SOURCE DATA below:
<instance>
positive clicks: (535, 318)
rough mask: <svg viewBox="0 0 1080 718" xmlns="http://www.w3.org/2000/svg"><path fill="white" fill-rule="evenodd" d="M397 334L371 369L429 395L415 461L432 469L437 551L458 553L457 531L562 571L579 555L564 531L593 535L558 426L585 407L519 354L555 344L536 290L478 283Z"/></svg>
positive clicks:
End of SOURCE DATA.
SOURCE DATA below:
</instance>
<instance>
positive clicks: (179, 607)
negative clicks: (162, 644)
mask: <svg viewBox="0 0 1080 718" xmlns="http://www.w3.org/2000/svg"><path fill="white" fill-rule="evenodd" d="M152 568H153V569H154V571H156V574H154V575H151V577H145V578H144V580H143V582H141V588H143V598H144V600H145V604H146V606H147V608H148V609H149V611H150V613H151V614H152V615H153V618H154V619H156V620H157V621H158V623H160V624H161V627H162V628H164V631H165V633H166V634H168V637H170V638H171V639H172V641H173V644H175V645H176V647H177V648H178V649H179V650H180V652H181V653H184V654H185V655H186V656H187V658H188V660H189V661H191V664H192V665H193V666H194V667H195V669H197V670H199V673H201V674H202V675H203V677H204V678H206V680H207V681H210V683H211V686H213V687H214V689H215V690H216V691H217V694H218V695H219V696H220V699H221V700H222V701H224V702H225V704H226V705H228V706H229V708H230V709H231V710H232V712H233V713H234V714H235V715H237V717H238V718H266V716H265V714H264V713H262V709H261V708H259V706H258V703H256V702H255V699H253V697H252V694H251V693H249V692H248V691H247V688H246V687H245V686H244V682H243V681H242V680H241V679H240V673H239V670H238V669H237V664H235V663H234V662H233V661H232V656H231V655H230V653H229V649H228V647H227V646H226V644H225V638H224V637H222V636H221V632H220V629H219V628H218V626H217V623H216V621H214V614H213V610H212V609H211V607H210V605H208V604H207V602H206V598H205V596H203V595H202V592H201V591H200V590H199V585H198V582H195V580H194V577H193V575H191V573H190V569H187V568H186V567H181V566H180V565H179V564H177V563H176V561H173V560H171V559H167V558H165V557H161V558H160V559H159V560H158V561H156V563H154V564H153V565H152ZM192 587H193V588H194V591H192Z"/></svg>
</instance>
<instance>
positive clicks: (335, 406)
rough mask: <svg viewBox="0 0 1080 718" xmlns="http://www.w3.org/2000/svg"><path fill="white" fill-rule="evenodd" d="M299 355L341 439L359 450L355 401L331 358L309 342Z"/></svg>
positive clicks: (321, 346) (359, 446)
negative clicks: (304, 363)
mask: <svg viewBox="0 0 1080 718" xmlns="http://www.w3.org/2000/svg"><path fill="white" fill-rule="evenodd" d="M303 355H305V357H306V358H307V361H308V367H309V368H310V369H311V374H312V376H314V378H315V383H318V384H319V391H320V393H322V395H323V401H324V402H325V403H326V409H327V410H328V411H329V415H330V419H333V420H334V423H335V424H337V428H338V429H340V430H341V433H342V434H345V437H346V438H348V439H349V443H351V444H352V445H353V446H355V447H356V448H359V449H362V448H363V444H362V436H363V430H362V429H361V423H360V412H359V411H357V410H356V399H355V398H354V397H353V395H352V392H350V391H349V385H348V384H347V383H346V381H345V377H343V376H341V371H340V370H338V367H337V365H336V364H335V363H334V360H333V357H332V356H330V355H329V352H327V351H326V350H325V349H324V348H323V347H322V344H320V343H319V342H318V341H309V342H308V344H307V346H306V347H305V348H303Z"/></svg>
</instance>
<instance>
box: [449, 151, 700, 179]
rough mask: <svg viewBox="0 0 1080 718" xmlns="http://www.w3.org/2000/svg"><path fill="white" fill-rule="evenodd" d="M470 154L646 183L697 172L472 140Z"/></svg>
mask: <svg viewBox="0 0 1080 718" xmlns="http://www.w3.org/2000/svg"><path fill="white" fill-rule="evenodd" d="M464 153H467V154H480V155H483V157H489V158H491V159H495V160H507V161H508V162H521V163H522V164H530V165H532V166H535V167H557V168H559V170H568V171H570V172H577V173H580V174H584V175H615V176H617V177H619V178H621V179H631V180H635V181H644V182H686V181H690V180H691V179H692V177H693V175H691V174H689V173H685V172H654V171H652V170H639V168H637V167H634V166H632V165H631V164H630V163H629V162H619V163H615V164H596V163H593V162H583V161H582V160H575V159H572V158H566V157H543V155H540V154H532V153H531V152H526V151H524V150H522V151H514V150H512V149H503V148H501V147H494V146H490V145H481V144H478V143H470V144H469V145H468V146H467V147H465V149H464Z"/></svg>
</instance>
End of SOURCE DATA.
AIM OF THE TASK
Show each line of the material where the word "positive" occurs.

RESPONSE BOX
positive clicks: (535, 318)
positive clicks:
positive clicks: (179, 607)
positive clicks: (335, 406)
positive clicks: (321, 346) (359, 446)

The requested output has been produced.